# START OF Excerpt provided
It would be good if not just the women were taught that.
Right, it's true.
But I'm just saying, it was like they had carved out every aspect of your life.
Sure.
Like you could be a scientist or you could just wind up being a metal worker or, you know, work as a mechanic. And I thought that was pretty cool because what they had in that standardized curriculum was they gave you at an early age the opportunity to gravitate towards something that
really felt natural to you. Music felt natural to me. So in the very first grade, the subjects that
I weren't good with, like penmanship is still horrible. You know, we had beautiful cursive writing that they taught
so it looked like you could rewrite the Constitution.
Well, you should see my cursive writing.
It's horrible.
I just never had that kind of thing that my brain would say
the letter P looks like this beautiful thing.
But, man, I was good at reading music and I was good at writing music. And I was
good at performing music at a very early age. And whatever instrument assigned to me, I took it
quite seriously for the amount of time that I played it. And usually it was a really short
period because I would move from school to school because my parents, being heroin addicts, weren't exactly what you call stable parents. So if they weren't able to pay rent at
a place, we'd get kicked out in a few months. And consequently, I'd go to another school,
or while they were in between housing, I'd stay with a parent's friend. It was my childhood. I
was all over the place. So consequently,
I went to a lot of different schools, played a lot of different instruments.
But the positive byproduct of that was that I learned how every instrument in a symphony
orchestra functioned. And so I could write for every instrument, and I knew the clef that it
was in. And this was an elementary school.
# END OF Excerpt provided
# START OF Rows
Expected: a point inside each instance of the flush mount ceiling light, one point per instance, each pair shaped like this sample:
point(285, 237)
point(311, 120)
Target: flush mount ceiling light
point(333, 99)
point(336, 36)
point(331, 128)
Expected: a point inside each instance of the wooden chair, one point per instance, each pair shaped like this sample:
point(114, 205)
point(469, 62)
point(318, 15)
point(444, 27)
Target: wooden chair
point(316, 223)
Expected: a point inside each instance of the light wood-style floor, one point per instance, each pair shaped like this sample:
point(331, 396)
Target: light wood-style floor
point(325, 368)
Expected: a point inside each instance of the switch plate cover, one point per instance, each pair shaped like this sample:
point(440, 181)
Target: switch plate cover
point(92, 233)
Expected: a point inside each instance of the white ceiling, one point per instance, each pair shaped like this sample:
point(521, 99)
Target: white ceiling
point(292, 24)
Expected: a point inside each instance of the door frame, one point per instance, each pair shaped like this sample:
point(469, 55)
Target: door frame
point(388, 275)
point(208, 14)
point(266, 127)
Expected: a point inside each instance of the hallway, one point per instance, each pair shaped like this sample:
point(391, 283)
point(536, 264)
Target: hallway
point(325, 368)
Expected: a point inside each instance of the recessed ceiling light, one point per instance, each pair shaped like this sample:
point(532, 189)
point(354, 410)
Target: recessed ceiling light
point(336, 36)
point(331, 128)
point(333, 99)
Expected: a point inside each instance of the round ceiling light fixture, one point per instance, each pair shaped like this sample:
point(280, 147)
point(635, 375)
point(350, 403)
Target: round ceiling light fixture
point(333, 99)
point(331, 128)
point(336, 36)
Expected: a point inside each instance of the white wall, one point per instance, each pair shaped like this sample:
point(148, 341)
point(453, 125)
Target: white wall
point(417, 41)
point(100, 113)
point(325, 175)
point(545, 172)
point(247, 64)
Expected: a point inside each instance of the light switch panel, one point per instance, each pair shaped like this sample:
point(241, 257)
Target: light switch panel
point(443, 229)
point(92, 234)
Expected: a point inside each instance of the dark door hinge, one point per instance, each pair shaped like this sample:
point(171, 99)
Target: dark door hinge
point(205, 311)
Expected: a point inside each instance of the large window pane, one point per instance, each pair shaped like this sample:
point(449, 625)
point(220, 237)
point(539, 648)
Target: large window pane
# END OF Rows
* [Aim 1]:
Answer these questions about the transcript:
(a) What skill does the speaker say is still horrible?
(b) Why did the speaker move from school to school?
(c) What positive byproduct came from playing so many instruments?
* [Aim 2]: Return everything in the transcript from "Right, it's true." down to "this beautiful thing.".
Rely on the transcript alone.

* [Worked answer 1]:
(a) Penmanship.
(b) The speaker's parents were heroin addicts who weren't stable. When they couldn't pay rent, the family got kicked out within a few months.
(c) The speaker learned how every instrument in a symphony orchestra functioned.

* [Worked answer 2]:
Right, it's true.
But I'm just saying, it was like they had carved out every aspect of your life.
Sure.
Like you could be a scientist or you could just wind up being a metal worker or, you know, work as a mechanic. And I thought that was pretty cool because what they had in that standardized curriculum was they gave you at an early age the opportunity to gravitate towards something that
really felt natural to you. Music felt natural to me. So in the very first grade, the subjects that
I weren't good with, like penmanship is still horrible. You know, we had beautiful cursive writing that they taught
so it looked like you could rewrite the Constitution.
Well, you should see my cursive writing.
It's horrible.
I just never had that kind of thing that my brain would say
the letter P looks like this beautiful thing.